** Aufgabe im Detail **
Geben Sie sämtliche nachstehenden Einträge Zeile für Zeile unverändert wieder. Die Bilder lassen Sie dabei weg.

[Gespeicherte Einträge]
==========

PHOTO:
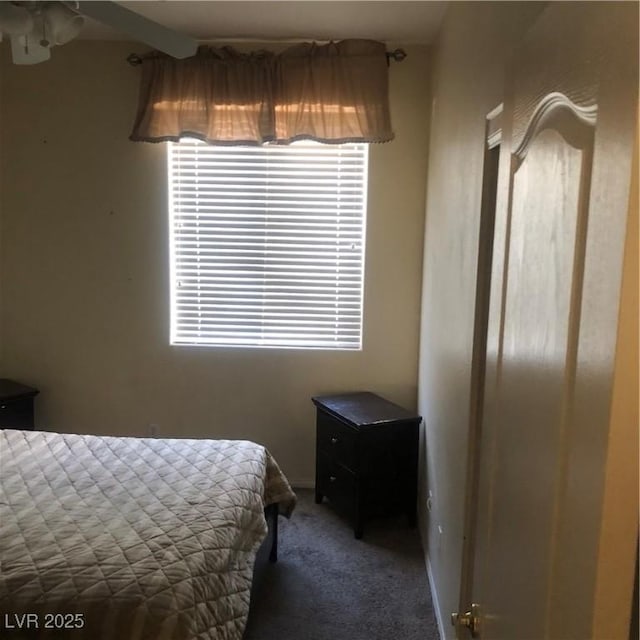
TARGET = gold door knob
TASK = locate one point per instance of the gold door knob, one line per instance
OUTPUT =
(469, 619)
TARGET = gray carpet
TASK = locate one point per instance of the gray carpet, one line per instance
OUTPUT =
(327, 585)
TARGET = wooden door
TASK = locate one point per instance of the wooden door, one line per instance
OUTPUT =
(561, 219)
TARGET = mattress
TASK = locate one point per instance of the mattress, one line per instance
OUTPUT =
(131, 538)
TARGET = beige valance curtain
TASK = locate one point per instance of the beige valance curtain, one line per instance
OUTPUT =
(331, 93)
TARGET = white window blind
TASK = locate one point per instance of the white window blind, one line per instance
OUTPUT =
(267, 244)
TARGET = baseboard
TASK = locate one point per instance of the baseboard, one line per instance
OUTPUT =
(436, 603)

==========

** Schriftliche Antwort **
PHOTO:
TARGET = gold door knob
TASK = locate one point per instance of the gold door knob, one line per instance
OUTPUT =
(469, 619)
TARGET = gray carpet
TASK = locate one point per instance of the gray carpet, one line per instance
OUTPUT =
(327, 585)
TARGET = wooden door
TASK = locate one point per instance of the wooden door, one line per instance
OUTPUT =
(561, 219)
TARGET = mattress
TASK = locate one point per instance of the mattress, one line per instance
OUTPUT =
(131, 538)
TARGET = beige valance curtain
TASK = locate one point per instance of the beige valance curtain, one line per instance
OUTPUT =
(331, 93)
TARGET = white window blind
TASK = locate one point per instance of the white window blind, one line per instance
OUTPUT =
(267, 244)
TARGET = baseboard
TASK = locate one point per instance of the baseboard, one line per instance
OUTPUT =
(436, 603)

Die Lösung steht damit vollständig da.